#### [WHAT TO WORK ON]
With both ends included, repeat exactly the lines of the entries below from the one containing "x=1130, y=715" down to the one containing "x=757, y=18", and no others.

#### [Dataset entries]

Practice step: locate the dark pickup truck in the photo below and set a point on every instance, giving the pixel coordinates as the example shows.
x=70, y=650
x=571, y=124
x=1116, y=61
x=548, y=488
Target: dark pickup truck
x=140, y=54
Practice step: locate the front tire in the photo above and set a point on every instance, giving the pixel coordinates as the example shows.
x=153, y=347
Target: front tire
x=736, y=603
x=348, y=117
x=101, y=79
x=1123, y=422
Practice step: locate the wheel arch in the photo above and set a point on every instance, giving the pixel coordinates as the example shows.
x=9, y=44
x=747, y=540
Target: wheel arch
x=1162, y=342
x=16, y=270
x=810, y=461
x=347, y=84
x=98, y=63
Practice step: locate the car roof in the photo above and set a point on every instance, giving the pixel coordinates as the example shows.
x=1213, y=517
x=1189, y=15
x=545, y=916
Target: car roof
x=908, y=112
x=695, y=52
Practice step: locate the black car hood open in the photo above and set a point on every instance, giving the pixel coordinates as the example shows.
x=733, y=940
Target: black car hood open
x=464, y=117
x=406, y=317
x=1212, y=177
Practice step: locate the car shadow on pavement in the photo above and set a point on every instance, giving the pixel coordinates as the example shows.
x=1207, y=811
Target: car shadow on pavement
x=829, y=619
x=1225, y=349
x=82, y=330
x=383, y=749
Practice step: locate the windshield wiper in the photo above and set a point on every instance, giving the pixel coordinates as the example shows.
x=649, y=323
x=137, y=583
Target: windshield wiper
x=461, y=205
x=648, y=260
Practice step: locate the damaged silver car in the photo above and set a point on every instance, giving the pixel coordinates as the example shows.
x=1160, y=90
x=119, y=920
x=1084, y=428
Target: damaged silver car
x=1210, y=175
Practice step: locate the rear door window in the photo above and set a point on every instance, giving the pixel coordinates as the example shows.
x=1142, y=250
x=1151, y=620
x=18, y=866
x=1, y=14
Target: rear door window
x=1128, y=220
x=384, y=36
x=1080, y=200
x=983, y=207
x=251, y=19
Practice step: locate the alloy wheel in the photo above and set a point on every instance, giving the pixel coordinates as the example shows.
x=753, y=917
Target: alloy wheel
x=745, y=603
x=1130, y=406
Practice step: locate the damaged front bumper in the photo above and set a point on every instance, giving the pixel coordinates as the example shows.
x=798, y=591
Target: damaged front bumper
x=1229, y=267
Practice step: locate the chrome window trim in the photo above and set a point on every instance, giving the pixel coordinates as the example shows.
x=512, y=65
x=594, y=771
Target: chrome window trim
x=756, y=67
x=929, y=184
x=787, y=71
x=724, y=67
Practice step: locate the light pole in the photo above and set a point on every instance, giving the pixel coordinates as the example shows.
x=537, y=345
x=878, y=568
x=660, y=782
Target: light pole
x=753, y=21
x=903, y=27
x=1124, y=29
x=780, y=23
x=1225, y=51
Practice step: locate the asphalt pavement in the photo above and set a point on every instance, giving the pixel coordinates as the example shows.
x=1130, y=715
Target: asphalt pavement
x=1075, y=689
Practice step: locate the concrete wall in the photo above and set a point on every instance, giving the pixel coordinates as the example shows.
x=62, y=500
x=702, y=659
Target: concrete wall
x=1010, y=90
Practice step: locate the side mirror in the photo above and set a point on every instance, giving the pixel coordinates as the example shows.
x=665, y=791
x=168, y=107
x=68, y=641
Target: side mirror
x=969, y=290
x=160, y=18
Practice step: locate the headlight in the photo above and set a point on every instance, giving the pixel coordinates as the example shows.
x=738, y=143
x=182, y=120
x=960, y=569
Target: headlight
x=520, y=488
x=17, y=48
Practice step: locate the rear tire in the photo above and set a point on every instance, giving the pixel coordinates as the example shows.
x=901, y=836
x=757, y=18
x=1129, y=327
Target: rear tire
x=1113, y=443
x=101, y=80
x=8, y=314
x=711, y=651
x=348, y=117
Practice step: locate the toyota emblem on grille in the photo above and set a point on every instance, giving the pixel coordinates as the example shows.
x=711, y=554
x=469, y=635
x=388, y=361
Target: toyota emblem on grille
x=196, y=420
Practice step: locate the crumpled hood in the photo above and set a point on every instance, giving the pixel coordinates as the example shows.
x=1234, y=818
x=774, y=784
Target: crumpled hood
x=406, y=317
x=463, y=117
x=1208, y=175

#### [RESPONSE TO THIS EXERCISE]
x=1130, y=715
Target: asphalt pavement
x=1075, y=689
Practice step: locate the concrete wall in the photo above and set a point on every instance, giving the pixel coordinates as the example shows.
x=62, y=500
x=702, y=659
Target: concrete wall
x=1010, y=90
Practice step: locate the side mirror in the photo above and set a point on every instance, giving the pixel coordinates as the example shows.
x=665, y=791
x=168, y=107
x=68, y=641
Target: side mirror
x=969, y=290
x=160, y=18
Practice step: locate the headlight in the photo above and set a point on every instance, giving the pixel coordinates as the example shows.
x=738, y=143
x=182, y=120
x=960, y=569
Target: headlight
x=520, y=488
x=17, y=48
Practice step: locate the rear tire in the photo above and set a point on every instance, giving the pixel coordinates as the example shows.
x=901, y=836
x=757, y=18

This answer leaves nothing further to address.